— Problem to work on —
Nothing should be left out: output all of the entries exactly.

____________________

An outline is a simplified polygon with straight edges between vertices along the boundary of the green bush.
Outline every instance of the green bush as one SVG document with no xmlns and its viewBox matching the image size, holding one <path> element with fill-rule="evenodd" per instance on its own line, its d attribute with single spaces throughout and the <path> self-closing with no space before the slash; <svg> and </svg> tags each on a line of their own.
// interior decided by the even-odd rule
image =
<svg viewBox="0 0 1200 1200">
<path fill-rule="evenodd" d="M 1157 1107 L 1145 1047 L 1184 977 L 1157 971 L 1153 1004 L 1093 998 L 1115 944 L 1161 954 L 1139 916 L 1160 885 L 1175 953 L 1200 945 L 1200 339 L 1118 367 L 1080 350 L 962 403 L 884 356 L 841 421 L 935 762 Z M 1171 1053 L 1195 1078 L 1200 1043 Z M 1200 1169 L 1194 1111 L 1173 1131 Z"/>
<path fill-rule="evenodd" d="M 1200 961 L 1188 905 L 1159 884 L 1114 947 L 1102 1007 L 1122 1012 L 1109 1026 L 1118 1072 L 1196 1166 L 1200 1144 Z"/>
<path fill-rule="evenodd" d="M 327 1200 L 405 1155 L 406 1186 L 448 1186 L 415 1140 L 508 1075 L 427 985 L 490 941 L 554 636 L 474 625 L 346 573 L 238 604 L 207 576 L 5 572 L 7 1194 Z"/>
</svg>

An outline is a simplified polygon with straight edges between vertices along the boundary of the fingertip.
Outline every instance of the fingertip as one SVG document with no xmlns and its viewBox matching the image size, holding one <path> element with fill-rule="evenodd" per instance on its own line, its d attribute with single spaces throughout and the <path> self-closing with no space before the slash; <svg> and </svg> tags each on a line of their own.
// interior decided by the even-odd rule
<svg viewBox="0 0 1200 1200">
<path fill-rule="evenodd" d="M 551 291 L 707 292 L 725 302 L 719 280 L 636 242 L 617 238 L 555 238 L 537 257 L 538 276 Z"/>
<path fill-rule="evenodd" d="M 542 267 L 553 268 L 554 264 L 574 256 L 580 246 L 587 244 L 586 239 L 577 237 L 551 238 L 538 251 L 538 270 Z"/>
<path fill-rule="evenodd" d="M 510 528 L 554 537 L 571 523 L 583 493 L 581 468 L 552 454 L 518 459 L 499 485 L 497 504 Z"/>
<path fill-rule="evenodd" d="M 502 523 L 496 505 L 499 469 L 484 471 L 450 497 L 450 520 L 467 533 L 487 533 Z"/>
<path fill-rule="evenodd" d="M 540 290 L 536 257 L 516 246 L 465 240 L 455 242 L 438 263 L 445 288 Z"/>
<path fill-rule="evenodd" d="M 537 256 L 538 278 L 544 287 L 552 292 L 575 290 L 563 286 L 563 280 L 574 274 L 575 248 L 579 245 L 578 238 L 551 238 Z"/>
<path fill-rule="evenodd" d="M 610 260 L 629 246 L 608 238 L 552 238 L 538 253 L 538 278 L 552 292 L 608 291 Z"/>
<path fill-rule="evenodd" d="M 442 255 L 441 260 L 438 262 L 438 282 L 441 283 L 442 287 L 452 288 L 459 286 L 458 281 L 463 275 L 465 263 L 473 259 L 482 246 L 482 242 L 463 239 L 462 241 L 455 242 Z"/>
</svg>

____________________

— Worked solution —
An outline is a simplified polygon with straight edges between vertices along the boundary of the green bush.
Outline every instance of the green bush as one SVG document with no xmlns and its viewBox matching the image size, holding one <path> element with fill-rule="evenodd" per instance on its own line, its d attribute with single spaces throughout and the <path> self-closing with no space before the slash; <svg> and </svg> tags each on a line of their own.
// interior decided by the even-odd rule
image =
<svg viewBox="0 0 1200 1200">
<path fill-rule="evenodd" d="M 1157 1107 L 1145 1047 L 1184 977 L 1157 971 L 1153 1004 L 1093 998 L 1115 944 L 1161 954 L 1139 916 L 1160 885 L 1175 953 L 1200 945 L 1200 339 L 1118 367 L 1080 350 L 962 403 L 884 356 L 841 421 L 935 762 Z M 1171 1053 L 1195 1078 L 1200 1043 Z M 1200 1169 L 1194 1111 L 1173 1131 Z"/>
<path fill-rule="evenodd" d="M 1200 961 L 1188 905 L 1159 884 L 1114 947 L 1102 1007 L 1122 1012 L 1109 1026 L 1118 1072 L 1196 1166 L 1200 1144 Z"/>
<path fill-rule="evenodd" d="M 327 1200 L 405 1155 L 406 1186 L 448 1186 L 415 1140 L 508 1075 L 427 985 L 490 941 L 554 636 L 474 625 L 346 573 L 238 604 L 207 576 L 5 572 L 7 1194 Z"/>
</svg>

An outline is a simplified polygon with straight edges between vertices along the boundary of the fingertip.
Outline every instance of the fingertip as one SVG document with no xmlns and its viewBox matching the image size, holding one <path> element with fill-rule="evenodd" per instance on its own line, its d attribute with single spaces throughout and the <path> self-closing with no space before the slash; <svg> and </svg> tags each on a line of their own.
// interior decided by the even-odd rule
<svg viewBox="0 0 1200 1200">
<path fill-rule="evenodd" d="M 551 291 L 707 292 L 725 302 L 719 280 L 636 242 L 617 238 L 555 238 L 537 257 L 538 276 Z"/>
<path fill-rule="evenodd" d="M 542 267 L 553 268 L 554 264 L 574 256 L 580 246 L 587 244 L 586 239 L 577 237 L 551 238 L 538 251 L 538 270 Z"/>
<path fill-rule="evenodd" d="M 510 528 L 554 537 L 571 523 L 583 493 L 581 468 L 552 454 L 518 459 L 499 485 L 497 504 Z"/>
<path fill-rule="evenodd" d="M 502 523 L 496 505 L 499 469 L 484 471 L 450 497 L 450 520 L 467 533 L 487 533 Z"/>
<path fill-rule="evenodd" d="M 540 290 L 536 257 L 516 246 L 465 240 L 455 242 L 438 263 L 445 288 Z"/>
<path fill-rule="evenodd" d="M 537 256 L 538 278 L 544 287 L 552 292 L 575 290 L 563 286 L 563 280 L 574 274 L 575 248 L 579 245 L 578 238 L 551 238 Z"/>
<path fill-rule="evenodd" d="M 610 260 L 629 246 L 608 238 L 552 238 L 538 253 L 538 278 L 552 292 L 608 291 Z"/>
<path fill-rule="evenodd" d="M 442 255 L 441 260 L 438 262 L 438 282 L 441 283 L 442 287 L 452 288 L 459 286 L 458 281 L 463 275 L 465 263 L 473 259 L 482 246 L 482 242 L 463 239 L 462 241 L 455 242 Z"/>
</svg>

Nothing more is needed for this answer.